EXERCISE REQUIREMENTS: From the first line to the last, write out the material exactly.

═════ DATA ═════

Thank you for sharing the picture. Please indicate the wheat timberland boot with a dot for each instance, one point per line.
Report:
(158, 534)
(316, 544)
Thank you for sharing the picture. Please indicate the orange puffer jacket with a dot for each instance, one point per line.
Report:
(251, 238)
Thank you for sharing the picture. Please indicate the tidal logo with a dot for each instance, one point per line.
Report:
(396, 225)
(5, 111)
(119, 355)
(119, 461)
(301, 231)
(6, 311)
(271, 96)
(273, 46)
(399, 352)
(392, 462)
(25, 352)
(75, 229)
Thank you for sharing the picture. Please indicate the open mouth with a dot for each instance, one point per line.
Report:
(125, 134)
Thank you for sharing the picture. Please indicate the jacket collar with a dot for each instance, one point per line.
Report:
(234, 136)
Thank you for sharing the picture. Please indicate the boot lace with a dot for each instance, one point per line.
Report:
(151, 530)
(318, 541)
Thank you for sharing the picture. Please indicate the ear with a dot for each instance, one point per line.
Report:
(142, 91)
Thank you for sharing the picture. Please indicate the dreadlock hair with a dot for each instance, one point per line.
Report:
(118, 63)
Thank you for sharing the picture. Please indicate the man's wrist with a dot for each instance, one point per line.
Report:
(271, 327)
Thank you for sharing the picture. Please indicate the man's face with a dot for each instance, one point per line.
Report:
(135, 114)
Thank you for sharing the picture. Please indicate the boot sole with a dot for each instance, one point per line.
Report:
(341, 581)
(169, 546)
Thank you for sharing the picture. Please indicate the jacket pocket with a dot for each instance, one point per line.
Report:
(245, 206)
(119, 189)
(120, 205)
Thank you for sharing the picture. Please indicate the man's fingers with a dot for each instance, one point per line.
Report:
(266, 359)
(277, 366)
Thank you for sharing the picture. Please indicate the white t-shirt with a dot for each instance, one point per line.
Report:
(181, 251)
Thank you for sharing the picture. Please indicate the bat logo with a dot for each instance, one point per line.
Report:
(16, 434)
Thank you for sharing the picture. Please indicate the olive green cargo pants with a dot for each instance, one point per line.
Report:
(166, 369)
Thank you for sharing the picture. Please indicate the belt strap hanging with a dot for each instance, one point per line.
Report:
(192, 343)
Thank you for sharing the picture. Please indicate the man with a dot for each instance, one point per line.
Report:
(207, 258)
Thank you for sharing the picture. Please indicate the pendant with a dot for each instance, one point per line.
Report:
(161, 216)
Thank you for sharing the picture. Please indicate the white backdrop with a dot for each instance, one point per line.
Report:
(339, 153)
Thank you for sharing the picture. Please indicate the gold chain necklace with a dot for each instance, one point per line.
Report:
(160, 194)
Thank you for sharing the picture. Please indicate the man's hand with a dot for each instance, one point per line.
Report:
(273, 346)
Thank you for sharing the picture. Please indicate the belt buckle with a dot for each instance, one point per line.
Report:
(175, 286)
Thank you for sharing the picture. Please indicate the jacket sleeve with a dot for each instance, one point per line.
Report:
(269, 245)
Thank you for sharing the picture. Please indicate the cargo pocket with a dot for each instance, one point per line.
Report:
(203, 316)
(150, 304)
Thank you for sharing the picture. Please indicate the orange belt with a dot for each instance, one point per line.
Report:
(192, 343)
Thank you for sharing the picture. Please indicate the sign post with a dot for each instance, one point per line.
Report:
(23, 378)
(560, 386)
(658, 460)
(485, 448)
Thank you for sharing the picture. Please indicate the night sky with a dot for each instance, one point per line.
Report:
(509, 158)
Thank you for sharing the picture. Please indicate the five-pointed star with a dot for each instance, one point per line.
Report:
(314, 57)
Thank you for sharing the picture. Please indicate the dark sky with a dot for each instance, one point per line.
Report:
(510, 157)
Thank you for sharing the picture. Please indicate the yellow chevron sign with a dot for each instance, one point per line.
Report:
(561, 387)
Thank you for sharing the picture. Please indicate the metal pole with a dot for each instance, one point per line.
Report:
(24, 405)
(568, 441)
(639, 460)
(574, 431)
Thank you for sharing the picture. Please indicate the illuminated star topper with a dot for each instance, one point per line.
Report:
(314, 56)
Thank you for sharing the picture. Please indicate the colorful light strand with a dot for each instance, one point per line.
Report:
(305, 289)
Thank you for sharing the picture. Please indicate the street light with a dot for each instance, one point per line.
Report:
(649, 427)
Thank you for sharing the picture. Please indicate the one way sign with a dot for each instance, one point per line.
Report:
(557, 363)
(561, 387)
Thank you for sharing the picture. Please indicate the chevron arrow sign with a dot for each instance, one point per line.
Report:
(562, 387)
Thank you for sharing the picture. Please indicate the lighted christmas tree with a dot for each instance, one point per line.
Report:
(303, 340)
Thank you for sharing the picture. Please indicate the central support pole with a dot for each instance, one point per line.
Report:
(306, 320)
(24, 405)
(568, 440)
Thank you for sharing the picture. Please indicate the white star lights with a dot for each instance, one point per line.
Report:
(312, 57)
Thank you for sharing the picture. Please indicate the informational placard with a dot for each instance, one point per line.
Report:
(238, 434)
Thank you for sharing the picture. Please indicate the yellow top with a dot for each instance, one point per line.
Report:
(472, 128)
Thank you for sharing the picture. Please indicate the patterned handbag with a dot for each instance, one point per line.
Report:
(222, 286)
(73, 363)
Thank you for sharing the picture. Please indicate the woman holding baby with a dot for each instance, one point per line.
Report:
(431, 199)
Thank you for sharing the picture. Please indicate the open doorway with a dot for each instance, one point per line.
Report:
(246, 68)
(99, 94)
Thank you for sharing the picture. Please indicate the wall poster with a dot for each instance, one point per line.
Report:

═════

REPLY:
Thank you for sharing the picture. Please indicate the wheat timberland boot with a dot for each instance, one point per line.
Report:
(158, 534)
(316, 544)
Thank you for sharing the picture. Please indicate the orange puffer jacket with a dot for each instance, one point per line.
Report:
(251, 238)
Thank you for sharing the picture. Please indicate the tidal logo with a dot for each instance, one point per line.
Report:
(396, 225)
(5, 111)
(119, 355)
(119, 461)
(301, 231)
(6, 311)
(271, 96)
(273, 46)
(399, 352)
(392, 462)
(25, 352)
(75, 229)
Thank you for sharing the picture. Please indicate the open mouth with a dot for each instance, one point per line.
Report:
(125, 134)
Thank you for sharing the picture. Please indicate the jacket collar with a dot for each instance, one point per line.
Report:
(234, 136)
Thank you for sharing the picture. Please indicate the boot lace with a dot for each instance, one point per line.
Report:
(151, 530)
(318, 541)
Thank you for sharing the picture. Please indicate the ear with a dot for each instance, one point per line.
Report:
(142, 91)
Thank you for sharing the picture. Please indicate the dreadlock hair with a dot for each instance, one point per line.
Report:
(118, 63)
Thank you for sharing the picture. Please indicate the man's wrist with a dot for each instance, one point per line.
Report:
(271, 327)
Thank you for sharing the picture. Please indicate the man's face with a dot for each instance, one point per line.
Report:
(135, 114)
Thank you for sharing the picture. Please indicate the boot sole with a dot for each instance, one point per line.
Report:
(341, 581)
(169, 546)
Thank you for sharing the picture. Please indicate the jacket pocket with a dot for each instance, one point per line.
Report:
(245, 206)
(119, 189)
(120, 205)
Thank you for sharing the picture. Please indicate the man's fingers with a dot for each instance, one point per line.
Report:
(266, 359)
(277, 366)
Thank you for sharing the picture. Please indicate the white t-shirt with a dot for each instance, one point per line.
Report:
(181, 251)
Thank you for sharing the picture. Please indicate the bat logo with a dot for each instance, one point per line.
Report:
(16, 434)
Thank you for sharing the picture. Please indicate the olive green cargo pants with a dot for each instance, one point per line.
Report:
(166, 369)
Thank you for sharing the picture. Please indicate the belt strap hanging with a dot for each instance, one point per line.
Report:
(192, 343)
Thank you for sharing the picture. Please indicate the man with a dot for each instance, one point per line.
Report:
(207, 258)
Thank you for sharing the picture. Please indicate the pendant with a dot for each instance, one point per line.
Report:
(161, 216)
Thank you for sharing the picture. Please indicate the white backdrop with a dot for each instance, one point per line.
Report:
(339, 153)
Thank you for sharing the picture. Please indicate the gold chain necklace with a dot for each instance, one point per line.
Report:
(160, 194)
Thank you for sharing the picture. Please indicate the man's hand with a dot for each instance, one point per line.
Report:
(273, 346)
Thank you for sharing the picture. Please indicate the belt buckle with a dot for each instance, one point per line.
Report:
(175, 286)
Thank you for sharing the picture. Please indicate the jacket sleeve with a dot for each instance, one point per line.
Report:
(269, 245)
Thank you for sharing the picture. Please indicate the cargo pocket with a dot for each instance, one point per line.
Report:
(203, 316)
(150, 304)
Thank you for sharing the picture. Please indicate the orange belt with a dot for each instance, one point per line.
Report:
(192, 343)
Thank you for sharing the picture. Please indicate the sign post with a dot for each instance, one point per line.
Report:
(23, 378)
(560, 386)
(658, 460)
(485, 448)
Thank you for sharing the picture. Please indicate the night sky with a dot for each instance, one point per line.
Report:
(509, 158)
Thank you for sharing the picture. Please indicate the five-pointed star with a dot for each instance, one point per line.
Report:
(314, 57)
Thank you for sharing the picture. Please indicate the dark sky with a dot for each instance, one point per line.
Report:
(510, 157)
Thank you for sharing the picture. Please indicate the yellow chevron sign with a dot for each instance, one point per line.
Report:
(561, 387)
Thank you for sharing the picture. Please indicate the metal pole with a dot for each instance, one point per line.
Report:
(24, 405)
(568, 441)
(639, 460)
(574, 431)
Thank you for sharing the picture. Please indicate the illuminated star topper with a dot for each instance, one point per line.
Report:
(314, 56)
Thank you for sharing the picture. Please indicate the colorful light strand with a dot for each instance, one point per line.
Report:
(305, 289)
Thank you for sharing the picture. Please indicate the street light with a dot for each instance, one point per line.
Report:
(649, 427)
Thank you for sharing the picture. Please indicate the one way sign with a dot for each instance, one point per line.
Report:
(557, 363)
(561, 387)
Thank you for sharing the picture. Please indicate the chevron arrow sign with a dot for each instance, one point per line.
Report:
(562, 387)
Thank you for sharing the picture. Please indicate the lighted christmas tree with a dot for each instance, one point per line.
Report:
(303, 340)
Thank you for sharing the picture. Please indicate the central support pole with a dot for each instance, one point per line.
Report:
(306, 320)
(24, 405)
(568, 440)
Thank you for sharing the picture. Please indicate the white star lights with a dot for each instance, one point per line.
Report:
(312, 57)
Thank you for sharing the picture. Please indicate the informational placard with a dot for each instance, one point per line.
Report:
(238, 434)
Thank you for sharing the picture. Please indicate the yellow top with a dot for each instance, one point per line.
Report:
(472, 128)
Thank you for sharing the picture. Please indicate the patterned handbag with a dot for each instance, one point per line.
Report:
(222, 286)
(73, 363)
Thank you for sharing the picture. Please indicate the woman holding baby with a dot for each instance, one point per line.
Report:
(431, 199)
Thank you for sharing the picture. Please indicate the open doorway with a dot for each instance, one point per line.
Report:
(246, 68)
(99, 94)
Thank you for sharing the picture. Please indicate the wall poster with a dot for each instance, one point per line.
Report:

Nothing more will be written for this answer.